* _Work instructions_:
Below are the records; copy out every line that holds the word "white".

* _Records to process_:
============

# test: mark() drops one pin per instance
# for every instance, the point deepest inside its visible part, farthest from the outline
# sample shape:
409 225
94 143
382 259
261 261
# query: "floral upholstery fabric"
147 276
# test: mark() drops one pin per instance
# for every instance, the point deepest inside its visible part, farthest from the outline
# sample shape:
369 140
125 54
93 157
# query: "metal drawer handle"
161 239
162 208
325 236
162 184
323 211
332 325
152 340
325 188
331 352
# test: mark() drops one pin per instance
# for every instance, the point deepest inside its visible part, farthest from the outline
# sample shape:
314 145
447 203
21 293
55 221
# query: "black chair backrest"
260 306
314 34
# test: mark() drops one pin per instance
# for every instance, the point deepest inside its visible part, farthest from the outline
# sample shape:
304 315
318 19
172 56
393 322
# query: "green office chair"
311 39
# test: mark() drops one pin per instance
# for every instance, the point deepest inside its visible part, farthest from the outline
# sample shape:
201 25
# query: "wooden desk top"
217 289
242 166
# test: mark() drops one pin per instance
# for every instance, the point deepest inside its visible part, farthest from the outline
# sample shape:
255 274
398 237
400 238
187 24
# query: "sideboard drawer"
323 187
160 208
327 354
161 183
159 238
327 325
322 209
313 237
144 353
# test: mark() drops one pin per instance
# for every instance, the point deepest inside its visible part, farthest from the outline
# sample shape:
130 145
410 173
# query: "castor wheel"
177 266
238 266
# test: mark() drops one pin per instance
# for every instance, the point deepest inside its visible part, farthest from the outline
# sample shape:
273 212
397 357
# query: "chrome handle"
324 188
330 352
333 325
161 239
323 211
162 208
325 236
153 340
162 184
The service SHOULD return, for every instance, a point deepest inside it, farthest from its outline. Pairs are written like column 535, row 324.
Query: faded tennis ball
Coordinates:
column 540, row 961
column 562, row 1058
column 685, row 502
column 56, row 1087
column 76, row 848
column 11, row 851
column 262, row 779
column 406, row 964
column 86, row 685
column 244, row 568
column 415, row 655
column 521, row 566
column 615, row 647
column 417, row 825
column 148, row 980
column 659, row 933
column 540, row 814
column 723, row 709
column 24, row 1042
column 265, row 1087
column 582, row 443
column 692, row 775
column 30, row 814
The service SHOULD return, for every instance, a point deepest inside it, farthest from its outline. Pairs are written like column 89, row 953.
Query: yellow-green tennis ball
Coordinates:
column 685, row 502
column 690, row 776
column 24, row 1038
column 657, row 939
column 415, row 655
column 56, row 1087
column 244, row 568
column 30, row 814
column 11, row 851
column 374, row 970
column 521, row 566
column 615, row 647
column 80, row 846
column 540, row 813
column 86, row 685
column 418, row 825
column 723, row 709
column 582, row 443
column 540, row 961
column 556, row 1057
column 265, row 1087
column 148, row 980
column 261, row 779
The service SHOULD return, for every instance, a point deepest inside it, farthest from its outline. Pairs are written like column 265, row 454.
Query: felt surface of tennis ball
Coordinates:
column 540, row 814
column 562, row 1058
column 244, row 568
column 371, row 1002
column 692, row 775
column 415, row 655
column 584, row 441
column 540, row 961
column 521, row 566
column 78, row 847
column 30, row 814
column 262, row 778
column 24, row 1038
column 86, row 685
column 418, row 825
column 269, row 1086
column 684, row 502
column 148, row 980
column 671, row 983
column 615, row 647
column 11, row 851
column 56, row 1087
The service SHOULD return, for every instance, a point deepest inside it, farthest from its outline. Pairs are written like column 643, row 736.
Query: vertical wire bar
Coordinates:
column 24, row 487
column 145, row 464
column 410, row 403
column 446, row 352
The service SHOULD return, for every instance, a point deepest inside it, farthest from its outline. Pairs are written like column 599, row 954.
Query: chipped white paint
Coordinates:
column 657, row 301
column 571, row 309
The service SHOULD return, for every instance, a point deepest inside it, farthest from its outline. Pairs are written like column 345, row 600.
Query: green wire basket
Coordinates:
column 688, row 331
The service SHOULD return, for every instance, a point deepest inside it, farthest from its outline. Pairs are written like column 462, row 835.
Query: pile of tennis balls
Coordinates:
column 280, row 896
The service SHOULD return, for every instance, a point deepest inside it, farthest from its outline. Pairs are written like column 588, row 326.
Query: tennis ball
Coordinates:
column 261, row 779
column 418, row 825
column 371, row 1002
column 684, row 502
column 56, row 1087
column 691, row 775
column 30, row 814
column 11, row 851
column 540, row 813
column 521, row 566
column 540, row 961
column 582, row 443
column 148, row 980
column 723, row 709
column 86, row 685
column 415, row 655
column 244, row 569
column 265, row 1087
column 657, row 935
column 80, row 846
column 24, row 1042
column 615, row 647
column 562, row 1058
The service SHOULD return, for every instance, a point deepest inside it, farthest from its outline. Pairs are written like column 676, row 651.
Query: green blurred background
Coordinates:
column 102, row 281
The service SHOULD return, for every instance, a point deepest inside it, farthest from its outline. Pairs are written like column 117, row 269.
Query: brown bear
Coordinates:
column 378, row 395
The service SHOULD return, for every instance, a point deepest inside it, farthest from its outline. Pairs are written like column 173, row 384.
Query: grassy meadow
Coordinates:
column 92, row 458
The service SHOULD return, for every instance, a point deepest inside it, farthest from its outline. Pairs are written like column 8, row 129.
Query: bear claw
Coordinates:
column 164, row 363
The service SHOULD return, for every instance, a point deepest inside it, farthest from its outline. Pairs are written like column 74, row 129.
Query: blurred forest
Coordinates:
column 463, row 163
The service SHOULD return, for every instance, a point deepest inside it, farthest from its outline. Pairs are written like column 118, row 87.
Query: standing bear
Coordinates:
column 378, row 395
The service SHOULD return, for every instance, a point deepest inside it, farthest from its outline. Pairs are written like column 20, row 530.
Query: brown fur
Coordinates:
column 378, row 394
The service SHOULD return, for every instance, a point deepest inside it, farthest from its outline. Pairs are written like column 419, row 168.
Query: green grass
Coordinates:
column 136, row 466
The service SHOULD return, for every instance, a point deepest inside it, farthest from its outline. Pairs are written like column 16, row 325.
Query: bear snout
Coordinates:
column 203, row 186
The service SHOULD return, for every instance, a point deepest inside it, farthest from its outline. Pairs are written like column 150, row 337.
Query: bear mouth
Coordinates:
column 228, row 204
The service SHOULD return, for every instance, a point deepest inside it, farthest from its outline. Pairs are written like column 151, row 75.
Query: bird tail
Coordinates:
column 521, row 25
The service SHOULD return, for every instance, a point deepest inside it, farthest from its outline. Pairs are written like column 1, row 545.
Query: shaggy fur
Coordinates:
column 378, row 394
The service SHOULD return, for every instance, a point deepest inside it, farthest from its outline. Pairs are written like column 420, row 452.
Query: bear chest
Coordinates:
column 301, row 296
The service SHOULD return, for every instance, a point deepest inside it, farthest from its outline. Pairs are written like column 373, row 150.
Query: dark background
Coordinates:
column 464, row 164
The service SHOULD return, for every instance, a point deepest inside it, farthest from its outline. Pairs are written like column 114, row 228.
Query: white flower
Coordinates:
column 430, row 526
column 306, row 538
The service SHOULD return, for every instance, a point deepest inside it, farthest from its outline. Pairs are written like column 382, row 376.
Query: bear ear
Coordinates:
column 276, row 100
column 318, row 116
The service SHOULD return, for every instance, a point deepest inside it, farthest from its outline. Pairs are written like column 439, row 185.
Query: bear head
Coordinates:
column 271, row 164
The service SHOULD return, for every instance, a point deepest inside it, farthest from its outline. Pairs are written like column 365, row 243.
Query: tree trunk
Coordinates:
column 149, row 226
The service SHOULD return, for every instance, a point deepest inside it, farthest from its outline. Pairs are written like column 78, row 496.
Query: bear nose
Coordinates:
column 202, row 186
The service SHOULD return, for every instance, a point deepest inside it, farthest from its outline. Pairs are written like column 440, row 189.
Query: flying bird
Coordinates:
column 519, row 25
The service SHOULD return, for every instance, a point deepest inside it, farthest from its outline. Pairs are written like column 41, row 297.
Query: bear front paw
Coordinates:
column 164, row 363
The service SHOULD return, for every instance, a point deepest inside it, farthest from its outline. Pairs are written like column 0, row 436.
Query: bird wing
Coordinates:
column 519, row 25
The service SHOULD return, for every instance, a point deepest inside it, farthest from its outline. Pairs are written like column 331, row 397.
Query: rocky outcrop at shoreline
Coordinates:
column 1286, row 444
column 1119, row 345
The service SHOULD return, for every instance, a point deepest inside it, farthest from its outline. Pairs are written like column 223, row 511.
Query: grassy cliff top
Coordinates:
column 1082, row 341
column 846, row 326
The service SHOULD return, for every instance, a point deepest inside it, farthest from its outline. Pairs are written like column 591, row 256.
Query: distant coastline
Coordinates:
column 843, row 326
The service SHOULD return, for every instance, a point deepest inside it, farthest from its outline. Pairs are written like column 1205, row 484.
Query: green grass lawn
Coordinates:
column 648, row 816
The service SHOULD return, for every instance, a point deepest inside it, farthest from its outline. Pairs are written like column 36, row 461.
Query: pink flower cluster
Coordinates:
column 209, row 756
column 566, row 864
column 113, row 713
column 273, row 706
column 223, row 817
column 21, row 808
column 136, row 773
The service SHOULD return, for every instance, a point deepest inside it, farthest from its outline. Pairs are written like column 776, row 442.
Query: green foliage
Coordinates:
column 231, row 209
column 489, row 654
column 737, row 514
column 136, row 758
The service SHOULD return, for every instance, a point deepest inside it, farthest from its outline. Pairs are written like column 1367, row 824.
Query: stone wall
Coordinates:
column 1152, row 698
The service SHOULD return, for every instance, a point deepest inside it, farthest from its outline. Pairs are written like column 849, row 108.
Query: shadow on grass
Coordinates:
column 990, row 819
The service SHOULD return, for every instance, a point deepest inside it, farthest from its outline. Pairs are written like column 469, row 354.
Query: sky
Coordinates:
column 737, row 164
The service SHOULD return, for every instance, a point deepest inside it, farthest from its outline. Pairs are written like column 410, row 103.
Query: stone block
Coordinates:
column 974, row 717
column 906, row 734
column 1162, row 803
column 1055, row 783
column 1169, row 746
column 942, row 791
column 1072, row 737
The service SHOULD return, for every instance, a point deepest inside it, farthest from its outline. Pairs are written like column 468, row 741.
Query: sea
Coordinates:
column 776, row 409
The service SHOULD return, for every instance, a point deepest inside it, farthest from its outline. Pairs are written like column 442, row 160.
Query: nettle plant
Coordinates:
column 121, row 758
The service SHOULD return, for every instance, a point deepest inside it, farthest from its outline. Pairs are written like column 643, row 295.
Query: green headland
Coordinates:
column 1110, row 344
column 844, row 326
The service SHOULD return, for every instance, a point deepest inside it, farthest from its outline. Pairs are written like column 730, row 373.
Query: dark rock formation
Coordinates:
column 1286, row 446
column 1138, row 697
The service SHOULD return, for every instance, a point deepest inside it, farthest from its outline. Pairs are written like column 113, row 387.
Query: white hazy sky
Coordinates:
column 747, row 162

============

* _Solution_:
Query: chipped white paint
Query: white flower
Query: white hazy sky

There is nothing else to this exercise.